- [DIRECTIONS FOR THIS TASK]
Pick out every row below that contains the word "wheel", and copy each one. Case counts.

(Records)
[BEGIN]
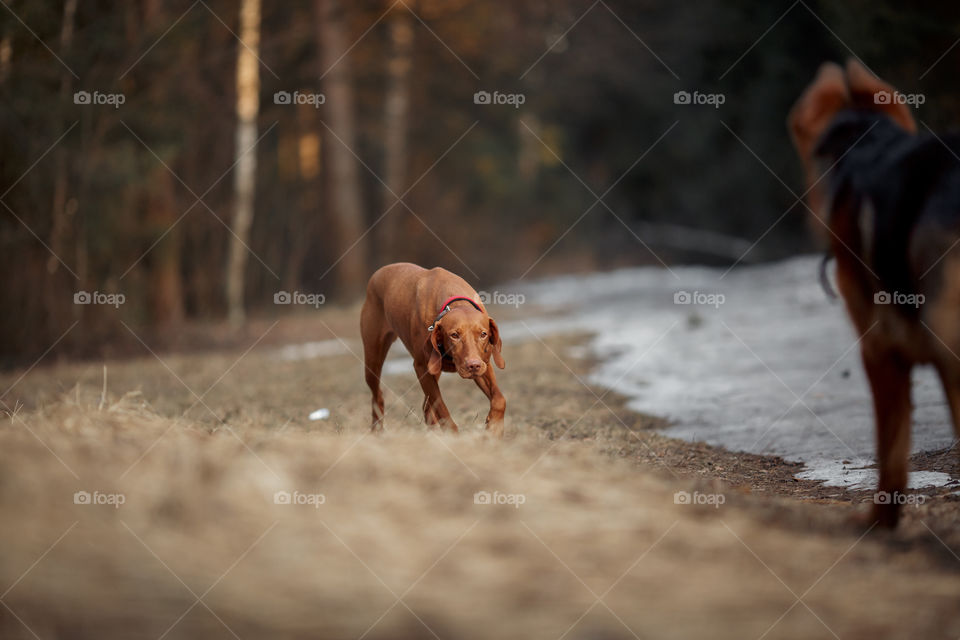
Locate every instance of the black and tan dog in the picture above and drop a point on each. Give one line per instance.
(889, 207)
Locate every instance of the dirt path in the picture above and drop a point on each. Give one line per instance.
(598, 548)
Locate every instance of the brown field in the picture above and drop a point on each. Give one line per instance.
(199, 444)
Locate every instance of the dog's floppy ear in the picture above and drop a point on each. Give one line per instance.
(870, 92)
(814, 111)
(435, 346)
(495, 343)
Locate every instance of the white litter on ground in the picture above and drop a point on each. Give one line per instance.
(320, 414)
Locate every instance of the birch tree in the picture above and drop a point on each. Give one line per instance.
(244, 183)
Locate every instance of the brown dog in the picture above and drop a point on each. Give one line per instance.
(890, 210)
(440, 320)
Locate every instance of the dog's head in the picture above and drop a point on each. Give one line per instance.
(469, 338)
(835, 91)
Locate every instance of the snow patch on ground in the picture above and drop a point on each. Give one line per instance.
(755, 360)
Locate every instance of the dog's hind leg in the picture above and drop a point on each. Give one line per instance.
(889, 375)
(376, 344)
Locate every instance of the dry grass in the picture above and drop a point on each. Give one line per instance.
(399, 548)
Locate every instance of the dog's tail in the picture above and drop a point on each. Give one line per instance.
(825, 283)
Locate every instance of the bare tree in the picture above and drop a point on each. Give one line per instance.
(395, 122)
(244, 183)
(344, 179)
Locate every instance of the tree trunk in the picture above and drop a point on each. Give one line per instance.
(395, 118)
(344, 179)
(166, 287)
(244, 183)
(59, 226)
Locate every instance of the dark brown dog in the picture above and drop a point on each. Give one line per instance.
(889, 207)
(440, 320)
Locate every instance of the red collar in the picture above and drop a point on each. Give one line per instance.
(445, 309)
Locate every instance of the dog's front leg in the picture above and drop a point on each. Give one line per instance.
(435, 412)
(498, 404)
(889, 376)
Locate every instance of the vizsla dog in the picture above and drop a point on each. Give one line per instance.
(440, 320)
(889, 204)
[END]
[BEGIN]
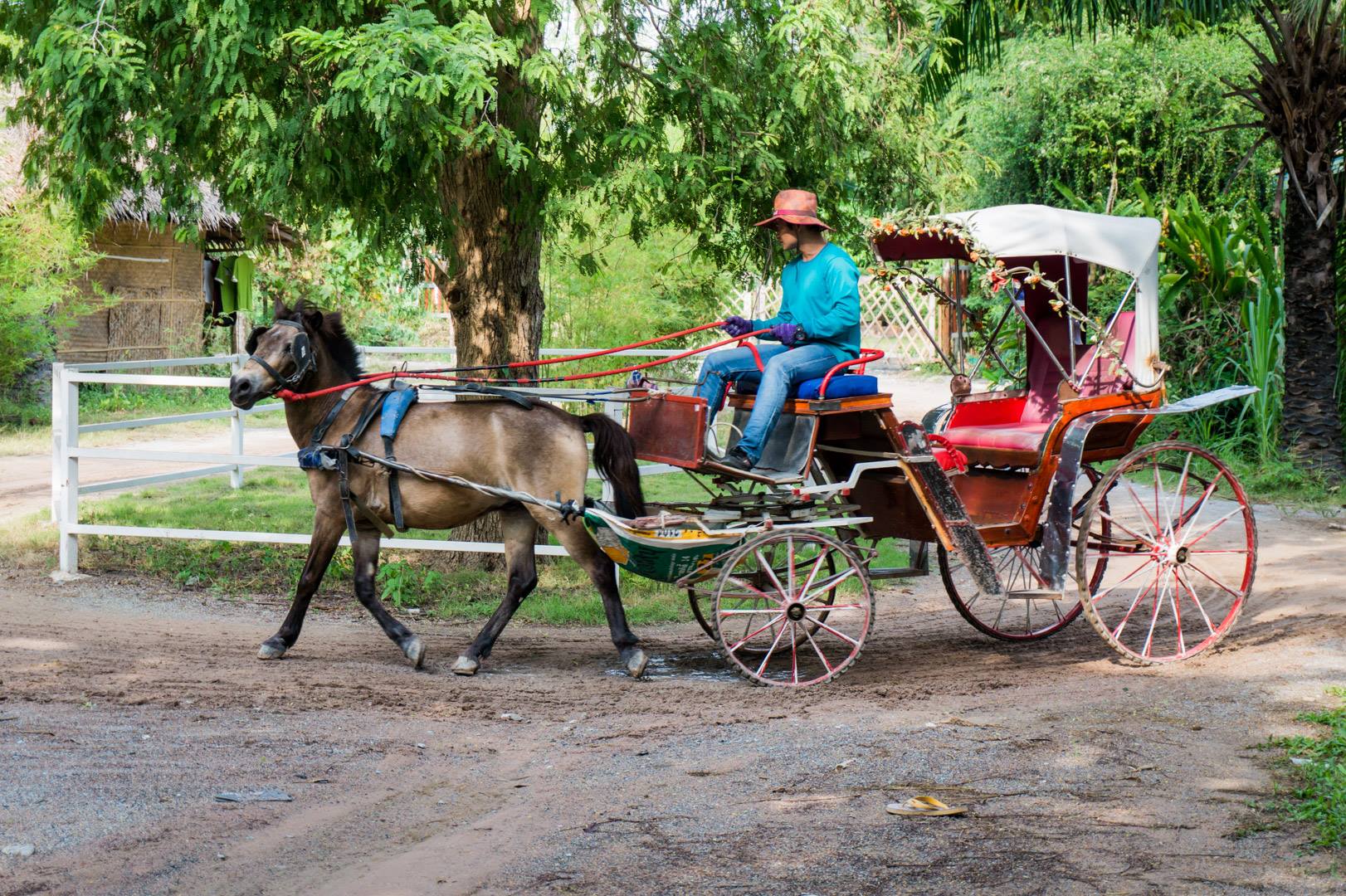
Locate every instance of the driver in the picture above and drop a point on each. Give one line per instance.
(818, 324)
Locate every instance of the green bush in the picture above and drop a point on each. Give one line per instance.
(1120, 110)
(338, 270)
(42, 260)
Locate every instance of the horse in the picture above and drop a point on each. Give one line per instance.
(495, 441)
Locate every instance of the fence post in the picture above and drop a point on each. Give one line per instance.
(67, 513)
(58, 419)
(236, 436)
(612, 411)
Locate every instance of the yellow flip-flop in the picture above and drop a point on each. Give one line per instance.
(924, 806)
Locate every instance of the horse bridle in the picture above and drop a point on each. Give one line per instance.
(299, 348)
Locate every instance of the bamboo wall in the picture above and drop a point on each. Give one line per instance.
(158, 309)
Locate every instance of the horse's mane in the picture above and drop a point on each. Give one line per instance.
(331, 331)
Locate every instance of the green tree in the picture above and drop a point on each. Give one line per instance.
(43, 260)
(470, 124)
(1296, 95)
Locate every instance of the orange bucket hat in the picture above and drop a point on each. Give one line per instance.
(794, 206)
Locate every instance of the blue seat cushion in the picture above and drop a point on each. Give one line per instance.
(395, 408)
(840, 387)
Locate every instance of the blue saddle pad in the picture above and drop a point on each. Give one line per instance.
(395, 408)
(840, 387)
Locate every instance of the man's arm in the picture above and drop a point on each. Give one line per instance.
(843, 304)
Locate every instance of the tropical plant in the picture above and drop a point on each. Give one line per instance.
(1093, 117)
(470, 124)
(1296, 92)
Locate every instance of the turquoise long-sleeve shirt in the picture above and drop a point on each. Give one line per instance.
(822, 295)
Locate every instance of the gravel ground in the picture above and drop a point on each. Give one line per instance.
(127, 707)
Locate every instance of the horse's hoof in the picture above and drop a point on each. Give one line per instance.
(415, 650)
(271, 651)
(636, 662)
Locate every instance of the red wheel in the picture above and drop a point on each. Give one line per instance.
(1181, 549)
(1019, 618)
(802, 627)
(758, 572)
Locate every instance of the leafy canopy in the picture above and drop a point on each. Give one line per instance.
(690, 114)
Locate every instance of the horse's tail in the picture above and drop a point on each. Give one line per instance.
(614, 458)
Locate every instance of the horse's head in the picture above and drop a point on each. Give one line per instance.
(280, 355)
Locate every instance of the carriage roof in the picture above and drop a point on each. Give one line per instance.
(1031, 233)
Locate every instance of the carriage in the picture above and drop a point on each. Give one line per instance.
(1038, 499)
[END]
[BEGIN]
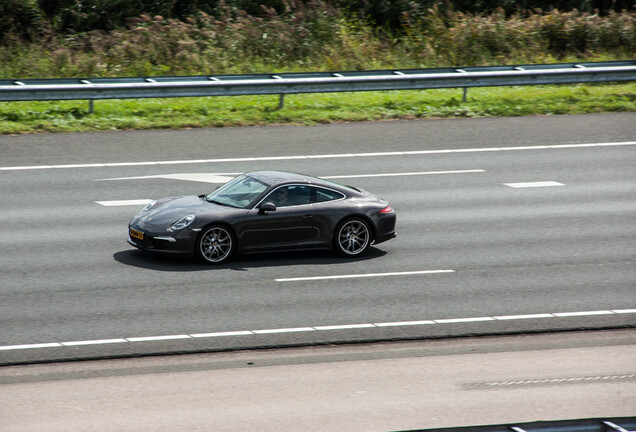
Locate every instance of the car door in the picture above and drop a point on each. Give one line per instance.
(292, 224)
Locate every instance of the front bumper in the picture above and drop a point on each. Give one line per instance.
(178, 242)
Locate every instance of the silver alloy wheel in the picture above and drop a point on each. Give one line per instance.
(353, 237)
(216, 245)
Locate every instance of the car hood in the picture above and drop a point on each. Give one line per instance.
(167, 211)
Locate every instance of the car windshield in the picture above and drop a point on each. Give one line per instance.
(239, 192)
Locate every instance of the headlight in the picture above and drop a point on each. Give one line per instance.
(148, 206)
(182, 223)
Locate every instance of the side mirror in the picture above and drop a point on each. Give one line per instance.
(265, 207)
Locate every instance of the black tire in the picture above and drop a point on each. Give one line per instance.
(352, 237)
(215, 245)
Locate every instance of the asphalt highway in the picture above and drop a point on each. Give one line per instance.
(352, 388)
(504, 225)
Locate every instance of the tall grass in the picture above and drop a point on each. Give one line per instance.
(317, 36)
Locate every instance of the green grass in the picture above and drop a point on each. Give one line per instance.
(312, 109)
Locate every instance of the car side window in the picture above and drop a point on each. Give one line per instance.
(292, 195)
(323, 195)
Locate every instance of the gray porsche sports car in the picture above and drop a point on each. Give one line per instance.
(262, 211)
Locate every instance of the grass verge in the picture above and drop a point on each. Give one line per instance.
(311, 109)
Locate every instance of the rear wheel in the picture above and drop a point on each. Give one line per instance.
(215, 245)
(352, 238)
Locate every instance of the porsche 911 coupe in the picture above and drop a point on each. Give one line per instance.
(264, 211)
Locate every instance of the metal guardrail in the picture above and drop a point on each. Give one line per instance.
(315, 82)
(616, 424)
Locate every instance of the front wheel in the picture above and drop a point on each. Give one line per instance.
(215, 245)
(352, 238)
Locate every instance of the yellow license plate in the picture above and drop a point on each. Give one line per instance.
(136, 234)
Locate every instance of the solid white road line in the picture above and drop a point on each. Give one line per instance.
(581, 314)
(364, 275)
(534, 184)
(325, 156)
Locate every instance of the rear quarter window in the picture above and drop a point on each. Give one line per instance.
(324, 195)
[END]
- [WRITTEN REPLY]
Locate every instance of the red wheel in the picture above and drop a point on each. Give one line per instance.
Locate every instance of the silver alloy wheel in the picture above and drop a point on each. Give one line per instance.
Locate every instance of the rear wheel in the picture above and drop a point on each. Give one line per instance.
Locate every instance of the front wheel in the picture above and drop a point on each. Give one line per instance.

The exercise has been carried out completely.